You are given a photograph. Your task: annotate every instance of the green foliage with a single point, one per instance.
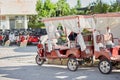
(61, 8)
(78, 4)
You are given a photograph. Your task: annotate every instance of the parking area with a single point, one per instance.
(18, 63)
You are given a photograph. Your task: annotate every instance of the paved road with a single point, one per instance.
(18, 64)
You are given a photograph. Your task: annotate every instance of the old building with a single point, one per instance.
(14, 13)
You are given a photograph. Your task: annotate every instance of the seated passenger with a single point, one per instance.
(108, 39)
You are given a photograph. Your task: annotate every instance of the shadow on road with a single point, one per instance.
(34, 72)
(17, 56)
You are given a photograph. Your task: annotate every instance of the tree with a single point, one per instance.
(45, 9)
(115, 7)
(62, 8)
(78, 4)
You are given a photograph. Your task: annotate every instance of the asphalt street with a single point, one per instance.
(18, 63)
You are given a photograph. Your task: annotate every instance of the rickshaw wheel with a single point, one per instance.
(105, 66)
(39, 61)
(72, 64)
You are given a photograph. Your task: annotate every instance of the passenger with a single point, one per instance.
(108, 39)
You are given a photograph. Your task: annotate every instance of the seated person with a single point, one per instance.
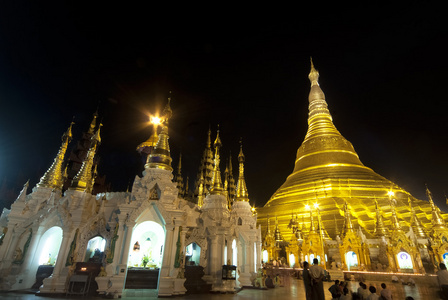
(269, 283)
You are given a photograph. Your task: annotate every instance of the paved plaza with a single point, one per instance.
(293, 289)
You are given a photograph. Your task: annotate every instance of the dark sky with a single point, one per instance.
(383, 70)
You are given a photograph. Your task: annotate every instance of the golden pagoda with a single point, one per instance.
(328, 174)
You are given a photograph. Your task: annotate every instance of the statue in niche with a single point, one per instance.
(18, 255)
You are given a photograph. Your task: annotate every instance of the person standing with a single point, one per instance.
(335, 290)
(385, 293)
(307, 281)
(442, 278)
(373, 295)
(317, 275)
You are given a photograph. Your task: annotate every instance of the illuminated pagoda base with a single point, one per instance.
(113, 238)
(332, 206)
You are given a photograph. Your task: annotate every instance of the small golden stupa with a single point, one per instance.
(328, 174)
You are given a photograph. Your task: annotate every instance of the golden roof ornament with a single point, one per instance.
(160, 157)
(148, 145)
(217, 188)
(93, 123)
(348, 220)
(437, 220)
(54, 177)
(83, 181)
(241, 188)
(416, 225)
(380, 229)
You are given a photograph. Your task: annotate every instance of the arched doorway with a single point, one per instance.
(145, 256)
(292, 260)
(193, 255)
(351, 259)
(95, 249)
(47, 253)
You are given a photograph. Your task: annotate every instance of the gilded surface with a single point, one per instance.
(329, 172)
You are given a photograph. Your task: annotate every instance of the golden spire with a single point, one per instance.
(93, 123)
(437, 220)
(241, 189)
(395, 222)
(348, 220)
(53, 178)
(201, 190)
(83, 181)
(217, 188)
(380, 229)
(148, 145)
(416, 225)
(160, 157)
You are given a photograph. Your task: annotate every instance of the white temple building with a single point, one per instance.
(101, 241)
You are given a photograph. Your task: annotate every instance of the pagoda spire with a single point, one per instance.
(83, 181)
(217, 188)
(348, 220)
(201, 190)
(241, 189)
(160, 157)
(416, 225)
(54, 178)
(380, 229)
(93, 123)
(437, 220)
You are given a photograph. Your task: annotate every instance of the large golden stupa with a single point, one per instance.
(327, 175)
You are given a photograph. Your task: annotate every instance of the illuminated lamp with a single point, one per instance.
(136, 246)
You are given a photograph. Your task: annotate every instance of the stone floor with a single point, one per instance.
(293, 289)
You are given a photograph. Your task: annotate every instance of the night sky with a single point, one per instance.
(382, 69)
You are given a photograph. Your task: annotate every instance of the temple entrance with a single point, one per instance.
(292, 260)
(46, 255)
(265, 256)
(351, 259)
(445, 258)
(193, 254)
(145, 256)
(404, 261)
(95, 250)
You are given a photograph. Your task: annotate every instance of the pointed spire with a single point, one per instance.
(179, 179)
(395, 222)
(416, 225)
(201, 190)
(241, 189)
(380, 229)
(22, 195)
(93, 123)
(148, 145)
(348, 220)
(277, 233)
(53, 178)
(217, 187)
(160, 157)
(437, 220)
(83, 181)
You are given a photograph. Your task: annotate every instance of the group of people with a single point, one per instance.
(313, 280)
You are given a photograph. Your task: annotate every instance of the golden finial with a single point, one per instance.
(93, 123)
(241, 189)
(201, 190)
(160, 157)
(216, 180)
(83, 181)
(53, 178)
(437, 219)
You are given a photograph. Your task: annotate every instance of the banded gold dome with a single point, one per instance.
(329, 173)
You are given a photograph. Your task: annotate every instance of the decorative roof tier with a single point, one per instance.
(328, 172)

· · · · · · ·

● **THE PROBLEM**
From the line holding "people with a single point, one per instance." through the last line above, reproduce each line exactly and add nothing.

● **WRITTEN RESPONSE**
You are given a photograph. Your task: annotate every instance of the group of people with a single point, one per instance.
(313, 280)
You are given a photograph. Your task: annotate every instance of the golden finial with a single point, one per instance.
(93, 123)
(241, 189)
(201, 190)
(160, 157)
(216, 180)
(83, 181)
(53, 178)
(437, 219)
You are given a photograph. Your task: annotate every instance of the banded gold dome with a single point, one per instance.
(329, 173)
You are given a photograph. Your task: annotate every instance of the decorative roof tier with a single point, one per instance.
(328, 172)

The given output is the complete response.